§ Goal of the exercise
Rewrite the lines starting with the line containing "Can you find the black roof?" and going on through the line containing "[[162, 76]]", substituting "Where does it appear?" for "Where can it be seen?" and leaving everything else the same.

[start of Records to process]

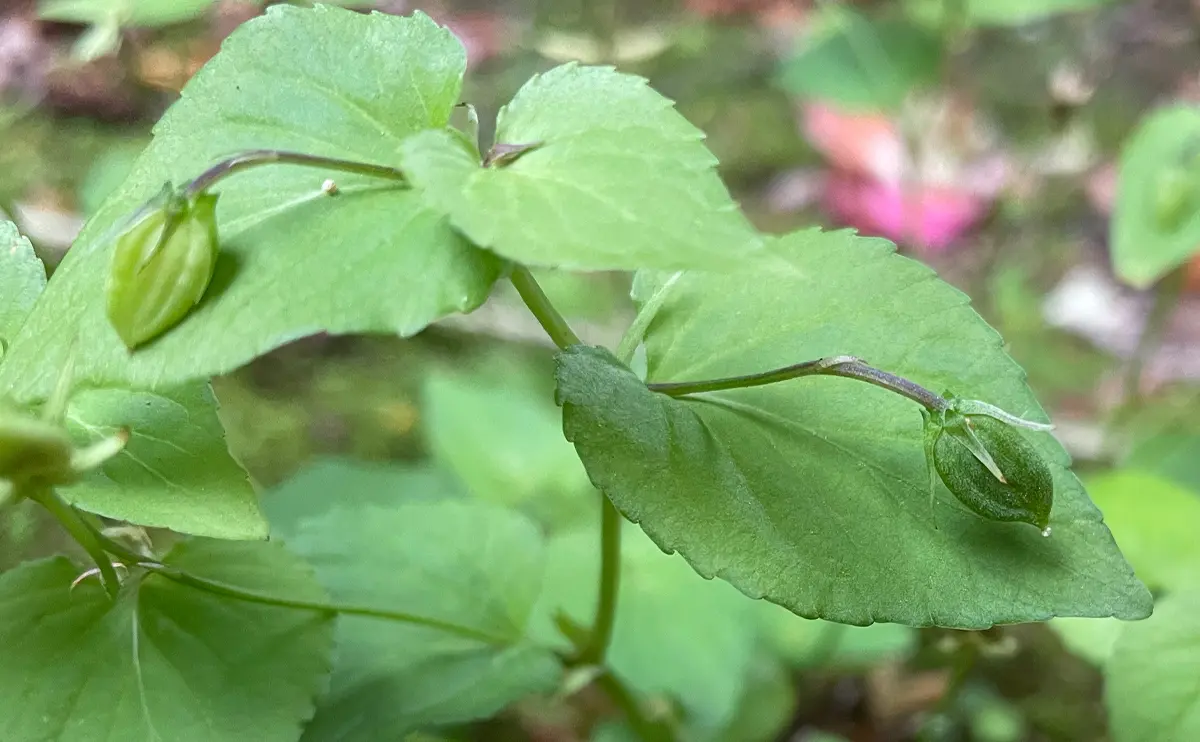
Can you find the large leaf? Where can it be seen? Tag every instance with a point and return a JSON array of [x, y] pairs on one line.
[[294, 261], [462, 563], [504, 441], [174, 473], [1156, 226], [1151, 688], [665, 611], [163, 662], [814, 494], [807, 644], [621, 180], [1155, 522], [22, 279]]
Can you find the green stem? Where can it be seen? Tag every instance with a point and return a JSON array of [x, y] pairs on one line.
[[229, 591], [621, 695], [83, 534], [256, 157], [610, 585], [539, 304], [1167, 297], [845, 366]]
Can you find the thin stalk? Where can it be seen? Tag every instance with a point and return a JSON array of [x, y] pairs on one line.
[[539, 304], [229, 591], [1167, 298], [256, 157], [627, 701], [610, 584], [845, 366], [83, 534]]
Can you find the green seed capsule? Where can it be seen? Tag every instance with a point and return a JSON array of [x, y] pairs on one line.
[[1026, 492], [161, 268], [33, 450]]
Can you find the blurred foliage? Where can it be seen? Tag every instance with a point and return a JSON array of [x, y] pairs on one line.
[[457, 414]]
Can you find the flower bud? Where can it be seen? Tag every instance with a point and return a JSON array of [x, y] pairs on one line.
[[988, 465], [161, 267]]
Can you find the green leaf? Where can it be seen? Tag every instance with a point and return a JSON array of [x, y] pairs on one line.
[[1156, 226], [1089, 638], [174, 473], [163, 662], [503, 437], [465, 564], [1155, 522], [127, 12], [807, 644], [815, 492], [864, 64], [22, 280], [664, 611], [1151, 686], [327, 484], [1020, 12], [619, 180], [294, 259]]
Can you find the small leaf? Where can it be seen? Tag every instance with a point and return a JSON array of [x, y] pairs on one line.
[[859, 64], [22, 280], [815, 492], [618, 180], [294, 259], [163, 662], [174, 473], [1155, 522], [463, 563], [1151, 686], [664, 609], [131, 12], [1156, 226]]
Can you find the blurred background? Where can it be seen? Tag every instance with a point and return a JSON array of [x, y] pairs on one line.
[[1011, 144]]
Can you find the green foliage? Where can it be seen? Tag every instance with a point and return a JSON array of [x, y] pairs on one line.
[[862, 64], [281, 81], [1155, 522], [617, 180], [664, 608], [163, 660], [480, 581], [809, 644], [1151, 680], [174, 473], [503, 438], [125, 12], [1156, 226], [468, 572], [793, 488], [22, 280], [996, 12]]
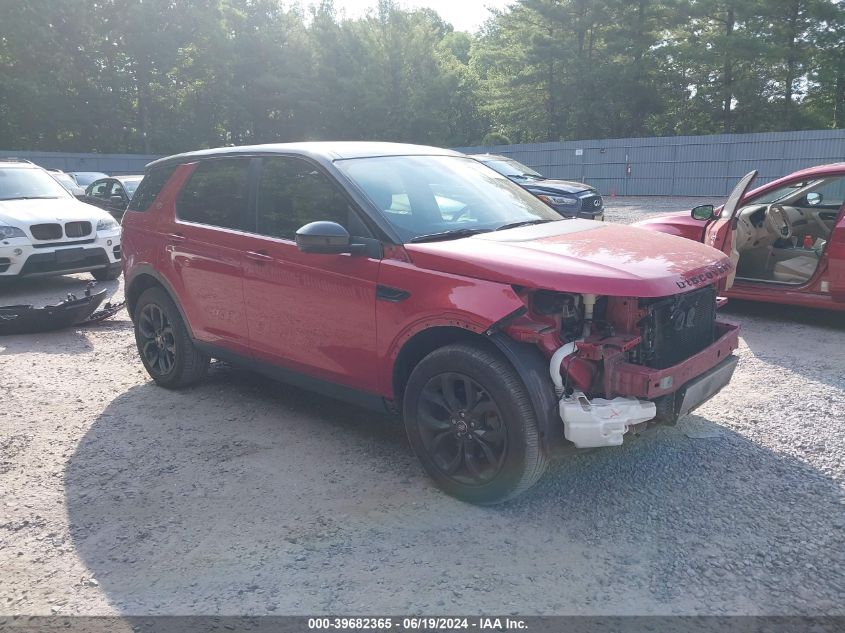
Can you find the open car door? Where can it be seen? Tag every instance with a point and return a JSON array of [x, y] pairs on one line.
[[721, 232]]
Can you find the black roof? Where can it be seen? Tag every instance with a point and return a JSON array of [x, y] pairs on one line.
[[326, 150]]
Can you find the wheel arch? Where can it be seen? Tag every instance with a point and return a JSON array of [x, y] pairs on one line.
[[421, 345], [144, 278]]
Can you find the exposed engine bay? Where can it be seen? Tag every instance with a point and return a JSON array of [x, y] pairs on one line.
[[621, 363]]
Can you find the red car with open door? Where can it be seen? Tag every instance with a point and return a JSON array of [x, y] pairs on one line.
[[786, 238]]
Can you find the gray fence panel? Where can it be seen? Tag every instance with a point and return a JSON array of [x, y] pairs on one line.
[[681, 165], [112, 164]]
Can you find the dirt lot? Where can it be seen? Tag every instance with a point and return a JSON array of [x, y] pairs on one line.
[[245, 496]]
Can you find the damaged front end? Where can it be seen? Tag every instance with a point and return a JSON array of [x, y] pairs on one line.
[[72, 311], [620, 364]]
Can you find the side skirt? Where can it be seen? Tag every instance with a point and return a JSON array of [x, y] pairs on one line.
[[333, 390]]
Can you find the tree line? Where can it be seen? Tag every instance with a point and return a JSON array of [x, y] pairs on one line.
[[162, 76]]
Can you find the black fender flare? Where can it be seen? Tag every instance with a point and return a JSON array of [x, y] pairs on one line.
[[533, 368]]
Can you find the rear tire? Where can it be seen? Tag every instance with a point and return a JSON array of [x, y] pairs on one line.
[[165, 348], [471, 423]]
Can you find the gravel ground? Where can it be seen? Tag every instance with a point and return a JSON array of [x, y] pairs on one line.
[[243, 496]]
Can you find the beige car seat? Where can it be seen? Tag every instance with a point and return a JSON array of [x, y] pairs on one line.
[[796, 269]]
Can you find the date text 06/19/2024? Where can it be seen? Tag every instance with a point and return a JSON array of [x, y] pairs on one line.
[[416, 624]]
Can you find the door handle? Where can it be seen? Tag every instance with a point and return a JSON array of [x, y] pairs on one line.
[[259, 256]]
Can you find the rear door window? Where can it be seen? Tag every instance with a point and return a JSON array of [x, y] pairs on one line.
[[292, 192], [100, 189], [217, 194]]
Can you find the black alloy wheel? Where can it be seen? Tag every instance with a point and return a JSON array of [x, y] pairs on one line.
[[157, 343], [462, 429]]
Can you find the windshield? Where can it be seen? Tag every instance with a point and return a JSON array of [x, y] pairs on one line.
[[23, 184], [512, 169], [776, 195], [430, 195]]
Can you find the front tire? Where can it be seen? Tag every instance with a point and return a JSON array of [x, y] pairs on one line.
[[471, 423], [166, 349]]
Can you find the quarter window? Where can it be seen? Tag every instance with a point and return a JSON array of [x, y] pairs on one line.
[[293, 192], [100, 189], [150, 187], [217, 193]]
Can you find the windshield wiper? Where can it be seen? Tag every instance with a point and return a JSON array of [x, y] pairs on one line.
[[514, 225], [447, 235]]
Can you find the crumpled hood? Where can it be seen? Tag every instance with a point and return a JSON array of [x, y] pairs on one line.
[[579, 256], [25, 212], [555, 186]]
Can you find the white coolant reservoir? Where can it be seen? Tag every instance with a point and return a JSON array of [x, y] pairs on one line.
[[599, 422]]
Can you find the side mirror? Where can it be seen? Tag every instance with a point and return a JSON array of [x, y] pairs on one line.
[[703, 212], [326, 238], [814, 199]]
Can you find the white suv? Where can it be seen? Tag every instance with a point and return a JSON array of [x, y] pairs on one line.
[[45, 231]]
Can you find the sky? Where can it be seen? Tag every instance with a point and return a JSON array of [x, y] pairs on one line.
[[464, 15]]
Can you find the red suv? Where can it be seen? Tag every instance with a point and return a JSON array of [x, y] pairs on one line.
[[418, 281]]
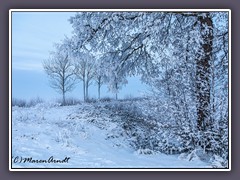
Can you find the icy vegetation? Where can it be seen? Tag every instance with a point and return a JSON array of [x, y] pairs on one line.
[[107, 134], [183, 119]]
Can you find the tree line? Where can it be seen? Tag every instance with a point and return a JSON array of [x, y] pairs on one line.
[[183, 56]]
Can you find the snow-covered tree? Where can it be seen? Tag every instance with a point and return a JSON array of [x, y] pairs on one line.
[[61, 70]]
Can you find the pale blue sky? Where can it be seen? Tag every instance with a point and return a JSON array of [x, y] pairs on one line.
[[33, 36]]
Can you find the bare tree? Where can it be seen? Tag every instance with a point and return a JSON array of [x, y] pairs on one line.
[[61, 71], [84, 71]]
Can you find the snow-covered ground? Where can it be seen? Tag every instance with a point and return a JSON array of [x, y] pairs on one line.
[[83, 133]]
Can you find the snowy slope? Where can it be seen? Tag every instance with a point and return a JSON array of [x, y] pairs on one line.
[[87, 135]]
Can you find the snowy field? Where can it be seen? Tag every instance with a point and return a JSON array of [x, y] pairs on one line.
[[86, 135]]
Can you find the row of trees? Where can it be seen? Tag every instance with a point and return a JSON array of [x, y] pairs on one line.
[[183, 56]]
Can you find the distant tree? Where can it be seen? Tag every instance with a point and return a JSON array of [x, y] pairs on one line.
[[60, 70], [84, 65]]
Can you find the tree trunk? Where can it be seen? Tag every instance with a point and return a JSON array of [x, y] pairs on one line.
[[87, 85], [84, 92], [99, 88], [63, 100], [203, 74]]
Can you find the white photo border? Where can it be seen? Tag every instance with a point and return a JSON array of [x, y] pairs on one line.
[[117, 169]]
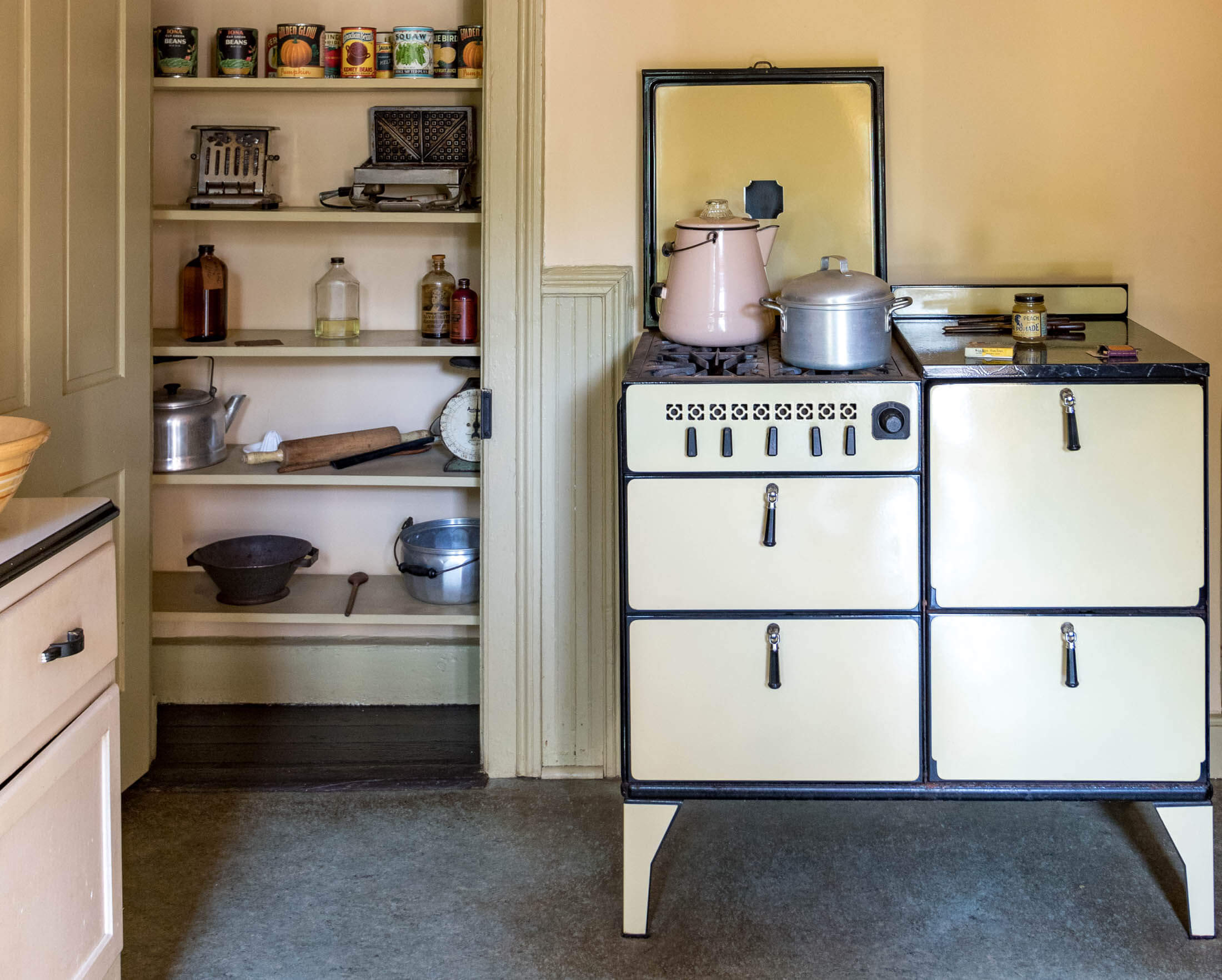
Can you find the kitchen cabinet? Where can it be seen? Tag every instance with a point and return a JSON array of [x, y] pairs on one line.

[end of Records to process]

§ Task response
Can you find the black roof? Where does it appear? Tag every instance with a point and return a JSON array of [x, y] pairs on one line.
[[326, 150]]
Can you find the wheel arch? Where does it appear? Tag every instance with a point and return a JSON array of [x, y] pairs on one line.
[[421, 345], [144, 278]]
Can you find the exposed engine bay? Where does it appear? Tag every instance with a point and return a JSON array of [x, y] pairs on one line.
[[621, 363]]
Can you find the red car with open door? Where does it appear? Tag every instance with a point and return a JSON array of [x, y] pairs on one line.
[[786, 238]]
Can you find the gray fence panel? Where does it appear? Tag every instance with a point and return a JSON array of [x, y] pairs on one line.
[[681, 165], [112, 164]]
Can you find the dirt lot? Where does it appear? Tag every instance with a point and return a JSON array of [x, y] pairs on one line.
[[245, 496]]
Can you find the damaged front end? Where does it appear? Tag every instance with a point and return a JSON array of [x, y] pairs on one line.
[[72, 311], [620, 364]]
Can you find the side skirt? Where does it appear? Tag every instance with a point and return a JSON array of [x, y] pairs on one line.
[[333, 390]]
Can you find the tree line? Where does it appear? Tag every instance with a point and return a JSON array of [x, y] pairs on one line.
[[162, 76]]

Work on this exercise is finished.